» Objectif visé:
Affichez sans la moindre modification la partie de l'échange sur la violence familiale qui va de « Mme Barnes: Quelqu'un » jusqu'à « à en trouver. ».

Mme Barnes: Quelqu'un quelque part est-il au courant de travaux de recherche qui montrent que le problème de la violence familiale est sensiblement moins grave dans une région quelconque du pays? Je n'ai vu aucune étude qui le démontre et, ce n'est pas faute d'avoir cherché à en trouver.
Mme Letts: La seule différence géographique qui existe tient au fait que, dans les milieux ruraux, la personne à risque, c'est-à-dire la femme, est plus isolée.
Mme Barnes: Vous avez abordé le problème de la violence familiale, mais il faut bien insister sur ce problème. La violence familiale touche-t-elle toutes les classes socio-économiques ou se limite-t-elle à certaines classes en particulier? Ceux qui gagnent moins de 10 000$ ou 20 000$ ou qui gagnent plus de 100 000$.... Que pouvez-vous nous dire au sujet de la violence familiale et des conditions socio-économiques?

» Jeu de données:
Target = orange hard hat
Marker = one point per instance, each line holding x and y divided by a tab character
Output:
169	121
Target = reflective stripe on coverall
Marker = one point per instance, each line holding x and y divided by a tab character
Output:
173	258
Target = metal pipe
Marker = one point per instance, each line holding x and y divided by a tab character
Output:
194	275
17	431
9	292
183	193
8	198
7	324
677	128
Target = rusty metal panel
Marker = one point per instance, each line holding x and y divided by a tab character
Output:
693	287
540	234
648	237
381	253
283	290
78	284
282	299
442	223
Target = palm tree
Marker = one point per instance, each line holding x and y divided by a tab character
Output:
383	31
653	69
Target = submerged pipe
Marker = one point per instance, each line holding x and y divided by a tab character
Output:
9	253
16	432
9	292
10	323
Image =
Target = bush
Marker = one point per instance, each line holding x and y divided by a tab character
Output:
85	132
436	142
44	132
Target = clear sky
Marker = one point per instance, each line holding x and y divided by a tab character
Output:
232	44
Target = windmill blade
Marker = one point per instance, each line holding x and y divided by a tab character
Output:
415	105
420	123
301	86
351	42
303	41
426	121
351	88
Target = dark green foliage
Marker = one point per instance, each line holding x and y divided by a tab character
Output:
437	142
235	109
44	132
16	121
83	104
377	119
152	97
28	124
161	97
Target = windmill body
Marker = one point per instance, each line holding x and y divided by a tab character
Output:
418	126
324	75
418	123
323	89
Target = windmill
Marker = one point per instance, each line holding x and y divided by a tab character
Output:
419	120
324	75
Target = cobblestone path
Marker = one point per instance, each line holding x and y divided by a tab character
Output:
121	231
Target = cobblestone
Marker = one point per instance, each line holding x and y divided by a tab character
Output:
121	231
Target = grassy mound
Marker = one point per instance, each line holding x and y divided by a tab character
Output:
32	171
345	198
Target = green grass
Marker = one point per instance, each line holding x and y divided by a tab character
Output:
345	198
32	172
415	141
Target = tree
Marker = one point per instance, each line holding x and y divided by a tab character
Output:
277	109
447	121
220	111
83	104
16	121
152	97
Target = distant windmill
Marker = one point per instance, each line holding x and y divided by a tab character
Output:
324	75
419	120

» Corrigé:
Mme Barnes: Quelqu'un quelque part est-il au courant de travaux de recherche qui montrent que le problème de la violence familiale est sensiblement moins grave dans une région quelconque du pays? Je n'ai vu aucune étude qui le démontre et, ce n'est pas faute d'avoir cherché à en trouver.